**Excerpt**
Performance considerations
– Prefer Kafka with 3 partitions for steady ingestion; scale consumers horizontally.
– Batch inserts of 500–5k rows with COPY when backfilling.
– For Timescale: compress chunks older than 3 days; set retention to 90 days on raw.
– For vanilla Postgres: daily partitions + BRIN index on occurred_at.
– Keep jsonb context small; move hot keys to top-level columns when used in WHERE/JOIN.
– Use prompt_hash, not raw prompts, to avoid PII and save space.
Security and compliance
– HMAC signatures on ingest; rotate keys.
– Encrypt at rest (cloud-managed).
– Avoid logging raw user content; hash or redact.
– Separate writer and reader roles; Metabase gets read-only.
Deployment notes
– Docker Compose: kafka, zookeeper, postgres+timescale, fastapi, consumer, metabase.
– Health checks for producer/consumer.
– Use DLQ (dead-letter) topic for schema errors.
– Add OpenTelemetry tracing IDs to correlate events with app logs.
Quick wins
– If you don’t need Kafka, use Redis Streams; swap AIOKafka for aioredis and run a single consumer.
– If you need only dashboards, push events directly to Postgres via an async queue in the API and scale DB vertically.
What you get
– Real-time visibility into agent/LLM performance and cost.
– Traceable tool failures with impact by workspace.
– Guardrails with alerts to prevent runaway spend.
– A path to scale with minimal rework.
This is a great breakdown of a robust, self-hosted observability stack. How have you found this approach to compare against managed solutions in terms of flexibility and long-term cost?

**Instructions**
a: In the observability stack notes, how long is the retention period for raw data on Timescale?
b: Write the next part of the observability stack thread, picking up after its last line.

**Entries provided**
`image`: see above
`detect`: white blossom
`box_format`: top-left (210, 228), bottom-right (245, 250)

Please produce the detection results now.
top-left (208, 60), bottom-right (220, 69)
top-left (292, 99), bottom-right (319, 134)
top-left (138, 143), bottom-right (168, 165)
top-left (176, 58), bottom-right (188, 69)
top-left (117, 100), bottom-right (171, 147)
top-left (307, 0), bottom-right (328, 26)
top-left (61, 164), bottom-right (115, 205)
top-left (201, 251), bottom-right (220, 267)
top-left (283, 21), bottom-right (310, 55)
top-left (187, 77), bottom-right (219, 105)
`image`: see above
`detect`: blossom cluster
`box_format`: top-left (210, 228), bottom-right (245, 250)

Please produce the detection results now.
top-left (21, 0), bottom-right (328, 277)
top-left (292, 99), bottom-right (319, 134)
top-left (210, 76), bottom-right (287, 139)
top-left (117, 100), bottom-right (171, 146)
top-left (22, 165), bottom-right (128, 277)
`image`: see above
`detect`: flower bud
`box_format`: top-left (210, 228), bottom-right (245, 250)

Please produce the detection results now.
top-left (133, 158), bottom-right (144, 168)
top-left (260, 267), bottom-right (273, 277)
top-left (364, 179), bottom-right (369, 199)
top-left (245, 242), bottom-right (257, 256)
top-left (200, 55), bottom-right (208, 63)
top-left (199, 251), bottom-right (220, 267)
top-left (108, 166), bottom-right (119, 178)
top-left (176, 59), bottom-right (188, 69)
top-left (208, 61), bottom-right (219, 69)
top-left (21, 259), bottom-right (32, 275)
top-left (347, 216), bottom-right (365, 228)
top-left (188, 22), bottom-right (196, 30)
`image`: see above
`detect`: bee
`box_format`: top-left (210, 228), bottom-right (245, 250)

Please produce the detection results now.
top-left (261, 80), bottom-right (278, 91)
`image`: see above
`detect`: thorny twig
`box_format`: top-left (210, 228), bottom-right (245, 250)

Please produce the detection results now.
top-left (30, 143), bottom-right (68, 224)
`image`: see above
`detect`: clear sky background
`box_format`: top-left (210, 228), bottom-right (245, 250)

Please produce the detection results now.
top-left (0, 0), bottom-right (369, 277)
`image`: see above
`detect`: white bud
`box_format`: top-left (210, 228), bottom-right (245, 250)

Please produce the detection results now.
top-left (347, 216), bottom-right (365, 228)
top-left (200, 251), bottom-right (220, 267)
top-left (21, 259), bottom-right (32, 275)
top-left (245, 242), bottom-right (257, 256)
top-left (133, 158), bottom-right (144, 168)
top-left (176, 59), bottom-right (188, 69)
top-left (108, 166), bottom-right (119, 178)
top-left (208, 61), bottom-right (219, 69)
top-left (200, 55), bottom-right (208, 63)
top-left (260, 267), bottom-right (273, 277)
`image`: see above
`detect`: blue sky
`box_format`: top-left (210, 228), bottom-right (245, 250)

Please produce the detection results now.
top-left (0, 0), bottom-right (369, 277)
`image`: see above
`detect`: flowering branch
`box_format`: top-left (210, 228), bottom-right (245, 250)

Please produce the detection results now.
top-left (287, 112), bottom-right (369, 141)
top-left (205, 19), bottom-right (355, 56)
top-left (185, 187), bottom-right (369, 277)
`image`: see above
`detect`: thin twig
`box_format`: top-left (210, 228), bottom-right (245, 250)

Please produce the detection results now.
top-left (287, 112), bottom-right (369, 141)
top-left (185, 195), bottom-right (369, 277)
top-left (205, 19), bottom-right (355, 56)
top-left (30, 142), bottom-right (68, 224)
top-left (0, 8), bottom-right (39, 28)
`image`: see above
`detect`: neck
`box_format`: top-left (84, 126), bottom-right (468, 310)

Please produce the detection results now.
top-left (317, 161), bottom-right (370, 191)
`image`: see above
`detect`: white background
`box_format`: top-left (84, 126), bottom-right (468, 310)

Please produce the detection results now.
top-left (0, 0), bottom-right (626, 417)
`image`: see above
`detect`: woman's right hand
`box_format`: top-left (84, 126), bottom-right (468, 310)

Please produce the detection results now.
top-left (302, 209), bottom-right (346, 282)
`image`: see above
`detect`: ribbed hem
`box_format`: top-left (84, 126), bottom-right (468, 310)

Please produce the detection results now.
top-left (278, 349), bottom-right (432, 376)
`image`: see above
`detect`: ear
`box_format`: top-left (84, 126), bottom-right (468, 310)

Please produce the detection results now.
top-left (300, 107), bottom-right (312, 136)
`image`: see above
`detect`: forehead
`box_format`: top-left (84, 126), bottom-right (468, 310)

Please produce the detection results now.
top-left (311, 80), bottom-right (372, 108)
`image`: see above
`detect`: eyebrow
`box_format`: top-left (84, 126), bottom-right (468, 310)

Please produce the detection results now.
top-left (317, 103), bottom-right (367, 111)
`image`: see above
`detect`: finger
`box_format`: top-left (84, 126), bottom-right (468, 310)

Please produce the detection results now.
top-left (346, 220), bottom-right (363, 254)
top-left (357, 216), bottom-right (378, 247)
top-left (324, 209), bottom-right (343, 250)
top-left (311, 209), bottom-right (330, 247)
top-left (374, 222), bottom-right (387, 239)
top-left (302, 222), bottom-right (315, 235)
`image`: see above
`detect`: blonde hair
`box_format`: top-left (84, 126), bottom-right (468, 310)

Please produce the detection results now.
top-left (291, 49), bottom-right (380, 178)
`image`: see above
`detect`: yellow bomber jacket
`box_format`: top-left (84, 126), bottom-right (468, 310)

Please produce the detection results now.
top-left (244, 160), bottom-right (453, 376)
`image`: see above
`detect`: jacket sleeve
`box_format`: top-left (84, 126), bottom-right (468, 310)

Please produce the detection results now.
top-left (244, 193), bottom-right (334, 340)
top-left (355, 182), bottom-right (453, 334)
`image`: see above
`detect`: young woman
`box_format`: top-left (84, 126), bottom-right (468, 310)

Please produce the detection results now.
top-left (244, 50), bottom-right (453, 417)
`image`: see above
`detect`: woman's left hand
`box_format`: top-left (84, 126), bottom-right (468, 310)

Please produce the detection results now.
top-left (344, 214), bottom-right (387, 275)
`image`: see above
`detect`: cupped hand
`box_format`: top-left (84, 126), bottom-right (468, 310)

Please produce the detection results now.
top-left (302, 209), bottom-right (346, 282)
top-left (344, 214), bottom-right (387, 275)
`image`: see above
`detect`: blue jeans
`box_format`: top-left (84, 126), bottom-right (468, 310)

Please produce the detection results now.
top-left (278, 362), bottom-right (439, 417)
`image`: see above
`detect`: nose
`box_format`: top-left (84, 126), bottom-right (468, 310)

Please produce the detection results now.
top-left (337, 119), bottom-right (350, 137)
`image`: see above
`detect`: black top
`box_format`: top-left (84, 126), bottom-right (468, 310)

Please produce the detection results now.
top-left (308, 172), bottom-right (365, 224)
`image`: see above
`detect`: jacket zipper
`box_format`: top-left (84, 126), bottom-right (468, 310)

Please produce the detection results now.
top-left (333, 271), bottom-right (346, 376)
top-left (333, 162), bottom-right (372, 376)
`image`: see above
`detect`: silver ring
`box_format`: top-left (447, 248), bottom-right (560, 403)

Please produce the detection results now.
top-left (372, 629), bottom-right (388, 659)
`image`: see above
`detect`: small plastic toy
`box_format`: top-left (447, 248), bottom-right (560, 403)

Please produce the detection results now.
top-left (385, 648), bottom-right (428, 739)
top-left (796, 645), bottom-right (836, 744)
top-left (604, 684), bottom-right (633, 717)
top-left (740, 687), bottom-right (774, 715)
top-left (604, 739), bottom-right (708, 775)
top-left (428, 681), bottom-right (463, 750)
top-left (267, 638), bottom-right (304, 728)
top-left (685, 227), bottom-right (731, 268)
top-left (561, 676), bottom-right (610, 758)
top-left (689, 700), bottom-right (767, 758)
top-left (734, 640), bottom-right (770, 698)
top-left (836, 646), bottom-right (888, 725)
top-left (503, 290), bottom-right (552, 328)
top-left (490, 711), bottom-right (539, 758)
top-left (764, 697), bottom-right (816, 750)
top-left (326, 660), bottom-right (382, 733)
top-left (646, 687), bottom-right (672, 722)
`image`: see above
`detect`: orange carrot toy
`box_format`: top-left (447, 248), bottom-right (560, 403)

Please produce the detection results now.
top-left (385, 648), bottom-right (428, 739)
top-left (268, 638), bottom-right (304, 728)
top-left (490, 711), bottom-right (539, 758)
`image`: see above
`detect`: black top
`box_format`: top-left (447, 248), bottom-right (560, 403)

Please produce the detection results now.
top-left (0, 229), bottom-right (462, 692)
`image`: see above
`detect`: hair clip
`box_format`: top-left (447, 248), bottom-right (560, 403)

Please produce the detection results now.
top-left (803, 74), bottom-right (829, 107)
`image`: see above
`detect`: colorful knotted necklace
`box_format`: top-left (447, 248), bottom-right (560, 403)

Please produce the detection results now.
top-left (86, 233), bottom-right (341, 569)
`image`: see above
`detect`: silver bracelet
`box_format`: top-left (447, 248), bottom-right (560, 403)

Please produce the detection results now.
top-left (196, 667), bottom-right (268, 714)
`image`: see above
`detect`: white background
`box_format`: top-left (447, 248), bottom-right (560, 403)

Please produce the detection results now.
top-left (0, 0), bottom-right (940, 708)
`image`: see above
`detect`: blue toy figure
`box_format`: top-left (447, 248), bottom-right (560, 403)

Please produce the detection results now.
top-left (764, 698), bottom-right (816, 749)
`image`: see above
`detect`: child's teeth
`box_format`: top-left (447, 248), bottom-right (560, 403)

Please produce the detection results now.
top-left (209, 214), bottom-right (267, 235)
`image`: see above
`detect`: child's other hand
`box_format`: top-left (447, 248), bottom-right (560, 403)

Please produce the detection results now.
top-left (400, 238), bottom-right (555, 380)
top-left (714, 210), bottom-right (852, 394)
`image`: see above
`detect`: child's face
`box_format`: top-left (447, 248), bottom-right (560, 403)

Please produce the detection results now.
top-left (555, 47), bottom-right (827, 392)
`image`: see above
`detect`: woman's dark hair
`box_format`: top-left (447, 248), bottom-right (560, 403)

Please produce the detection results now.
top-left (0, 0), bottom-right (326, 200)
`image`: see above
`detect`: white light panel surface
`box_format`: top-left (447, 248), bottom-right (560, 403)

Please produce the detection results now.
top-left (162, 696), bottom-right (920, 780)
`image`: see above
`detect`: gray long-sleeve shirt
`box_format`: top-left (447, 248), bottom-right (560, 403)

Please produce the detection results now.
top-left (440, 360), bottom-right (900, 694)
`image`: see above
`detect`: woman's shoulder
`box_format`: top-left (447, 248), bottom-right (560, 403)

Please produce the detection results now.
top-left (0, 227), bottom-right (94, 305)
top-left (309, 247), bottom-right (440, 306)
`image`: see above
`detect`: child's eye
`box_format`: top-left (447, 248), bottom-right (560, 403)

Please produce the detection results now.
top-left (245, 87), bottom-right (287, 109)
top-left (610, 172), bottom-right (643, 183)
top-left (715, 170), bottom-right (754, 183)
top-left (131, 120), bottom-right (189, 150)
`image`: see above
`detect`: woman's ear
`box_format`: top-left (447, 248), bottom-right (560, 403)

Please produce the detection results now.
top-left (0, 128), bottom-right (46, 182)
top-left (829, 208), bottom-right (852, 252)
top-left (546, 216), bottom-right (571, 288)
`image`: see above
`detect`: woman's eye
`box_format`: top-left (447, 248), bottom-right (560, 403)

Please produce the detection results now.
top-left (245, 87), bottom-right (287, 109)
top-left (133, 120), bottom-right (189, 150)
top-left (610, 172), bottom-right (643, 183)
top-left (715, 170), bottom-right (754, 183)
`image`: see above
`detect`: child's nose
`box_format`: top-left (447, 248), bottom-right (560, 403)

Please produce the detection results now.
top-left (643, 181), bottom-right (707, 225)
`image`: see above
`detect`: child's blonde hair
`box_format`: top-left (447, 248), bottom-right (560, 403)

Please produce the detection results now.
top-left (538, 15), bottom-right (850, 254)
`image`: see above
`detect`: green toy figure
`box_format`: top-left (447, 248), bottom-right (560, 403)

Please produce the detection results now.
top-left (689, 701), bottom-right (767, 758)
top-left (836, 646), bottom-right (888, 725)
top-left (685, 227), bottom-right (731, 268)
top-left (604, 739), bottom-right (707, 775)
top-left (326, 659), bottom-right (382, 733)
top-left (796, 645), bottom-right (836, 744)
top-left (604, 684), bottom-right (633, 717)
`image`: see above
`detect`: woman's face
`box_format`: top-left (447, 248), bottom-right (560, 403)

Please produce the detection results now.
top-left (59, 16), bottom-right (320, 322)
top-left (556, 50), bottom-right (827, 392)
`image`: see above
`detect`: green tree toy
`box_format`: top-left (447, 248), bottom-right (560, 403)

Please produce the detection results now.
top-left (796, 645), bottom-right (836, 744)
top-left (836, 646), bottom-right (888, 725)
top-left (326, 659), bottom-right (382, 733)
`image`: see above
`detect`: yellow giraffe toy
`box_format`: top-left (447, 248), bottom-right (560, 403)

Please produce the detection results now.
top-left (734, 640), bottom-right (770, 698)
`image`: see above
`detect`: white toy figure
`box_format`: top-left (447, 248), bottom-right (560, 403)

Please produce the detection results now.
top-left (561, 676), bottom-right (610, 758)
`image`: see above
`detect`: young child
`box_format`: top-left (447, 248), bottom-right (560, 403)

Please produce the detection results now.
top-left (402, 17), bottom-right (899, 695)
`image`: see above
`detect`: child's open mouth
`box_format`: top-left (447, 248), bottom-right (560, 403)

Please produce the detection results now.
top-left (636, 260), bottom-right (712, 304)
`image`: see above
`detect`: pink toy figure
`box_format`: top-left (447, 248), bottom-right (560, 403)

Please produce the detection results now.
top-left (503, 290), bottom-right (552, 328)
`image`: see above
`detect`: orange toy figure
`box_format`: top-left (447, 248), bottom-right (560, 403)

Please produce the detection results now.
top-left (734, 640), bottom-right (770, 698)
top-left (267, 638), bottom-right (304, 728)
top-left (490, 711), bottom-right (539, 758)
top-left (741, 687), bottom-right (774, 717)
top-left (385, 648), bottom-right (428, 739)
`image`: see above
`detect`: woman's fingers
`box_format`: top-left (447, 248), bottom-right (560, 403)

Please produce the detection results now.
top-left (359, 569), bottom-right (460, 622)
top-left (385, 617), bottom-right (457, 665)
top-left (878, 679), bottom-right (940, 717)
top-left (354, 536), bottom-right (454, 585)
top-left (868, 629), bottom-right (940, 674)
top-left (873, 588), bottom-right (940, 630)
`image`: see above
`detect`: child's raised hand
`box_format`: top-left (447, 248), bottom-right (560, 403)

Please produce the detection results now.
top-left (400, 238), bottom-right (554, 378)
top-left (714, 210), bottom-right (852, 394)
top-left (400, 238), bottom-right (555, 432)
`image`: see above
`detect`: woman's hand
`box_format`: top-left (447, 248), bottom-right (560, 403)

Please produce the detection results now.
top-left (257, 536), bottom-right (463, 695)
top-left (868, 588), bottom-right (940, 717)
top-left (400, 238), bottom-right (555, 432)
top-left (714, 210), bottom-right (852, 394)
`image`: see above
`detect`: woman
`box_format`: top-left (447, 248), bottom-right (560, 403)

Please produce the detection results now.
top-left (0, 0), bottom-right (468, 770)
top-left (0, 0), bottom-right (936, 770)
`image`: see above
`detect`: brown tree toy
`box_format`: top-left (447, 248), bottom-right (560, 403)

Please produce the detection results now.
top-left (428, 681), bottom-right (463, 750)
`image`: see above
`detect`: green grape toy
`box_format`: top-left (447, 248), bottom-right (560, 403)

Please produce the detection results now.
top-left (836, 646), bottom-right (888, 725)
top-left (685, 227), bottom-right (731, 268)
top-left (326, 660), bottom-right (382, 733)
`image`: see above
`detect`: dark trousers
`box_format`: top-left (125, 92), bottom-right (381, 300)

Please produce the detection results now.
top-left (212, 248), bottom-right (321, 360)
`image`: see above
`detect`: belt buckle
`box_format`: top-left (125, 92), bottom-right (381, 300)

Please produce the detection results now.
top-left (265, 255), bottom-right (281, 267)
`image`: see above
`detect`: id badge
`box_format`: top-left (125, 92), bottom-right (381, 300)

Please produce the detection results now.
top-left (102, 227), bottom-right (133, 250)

**Answer section**
a: 90 days.

b:
It’s a good trade-off to frame as control vs convenience. Self-hosted tends to win on flexibility (custom event model, dbt logic, retention/PII handling, vendor-agnostic dashboards), while managed tends to win on time-to-value and ongoing ops (upgrades, scaling, on-call, built-in alerting/SLO features).
On long-term cost, the biggest drivers I’ve seen are (1) event volume/egress, (2) retention windows, and (3) how much engineer time you spend operating Kafka/Redis + Postgres/Timescale (plus backups and incident response). Managed costs can climb quickly with high-cardinality metrics and long retention, but self-hosting can “cost” you in staffing and reliability work.
A couple clarifying questions: are you mostly optimizing for low-latency near-real-time dashboards, or audit-grade retention and replay? And roughly what’s your expected event rate/retention target (e.g., days vs months)? Those two usually decide whether managed stays predictable or becomes the expensive option.
Thanks for clarifying; we’re optimizing for audit-grade retention over several months rather than low-latency dashboards.